### Try it:
Every record below is to be retyped exactly.

------ Given entries ------

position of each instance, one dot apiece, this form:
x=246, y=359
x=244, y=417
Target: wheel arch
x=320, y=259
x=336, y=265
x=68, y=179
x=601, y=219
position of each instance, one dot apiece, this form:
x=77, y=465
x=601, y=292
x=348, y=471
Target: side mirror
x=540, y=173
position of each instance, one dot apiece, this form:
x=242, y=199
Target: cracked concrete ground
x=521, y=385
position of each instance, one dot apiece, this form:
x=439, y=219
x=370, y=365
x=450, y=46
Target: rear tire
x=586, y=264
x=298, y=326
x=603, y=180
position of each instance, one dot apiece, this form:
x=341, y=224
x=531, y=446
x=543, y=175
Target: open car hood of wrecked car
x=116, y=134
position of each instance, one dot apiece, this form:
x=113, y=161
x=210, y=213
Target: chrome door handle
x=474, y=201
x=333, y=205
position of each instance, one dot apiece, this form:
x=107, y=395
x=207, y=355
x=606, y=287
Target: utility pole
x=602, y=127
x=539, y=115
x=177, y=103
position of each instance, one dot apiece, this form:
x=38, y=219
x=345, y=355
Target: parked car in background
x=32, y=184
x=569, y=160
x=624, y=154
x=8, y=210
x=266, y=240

------

### Task response:
position of each instance, one dot apiece, this form:
x=246, y=359
x=244, y=417
Target: wheel arch
x=320, y=259
x=336, y=265
x=68, y=179
x=601, y=219
position of each instance, one dot apiece, this form:
x=77, y=465
x=601, y=292
x=348, y=471
Target: side mirror
x=540, y=173
position of each instance, one dot apiece, this form:
x=242, y=199
Target: cracked concrete ground
x=521, y=385
position of each instance, one dot apiece, this form:
x=439, y=219
x=370, y=365
x=450, y=46
Target: rear tire
x=586, y=264
x=298, y=326
x=603, y=180
position of each instance, one dot apiece, this form:
x=341, y=224
x=531, y=446
x=543, y=175
Target: open car hood of wrecked car
x=116, y=134
position of each instance, one dot apiece, this form:
x=113, y=161
x=210, y=213
Target: chrome door handle
x=474, y=201
x=333, y=205
position of each instance, one dot apiece, this form:
x=107, y=395
x=207, y=355
x=606, y=287
Target: utility pole
x=602, y=127
x=539, y=115
x=177, y=103
position of each instance, one dot apiece, this form:
x=38, y=219
x=345, y=355
Target: parked car in background
x=32, y=184
x=569, y=160
x=624, y=154
x=8, y=210
x=266, y=240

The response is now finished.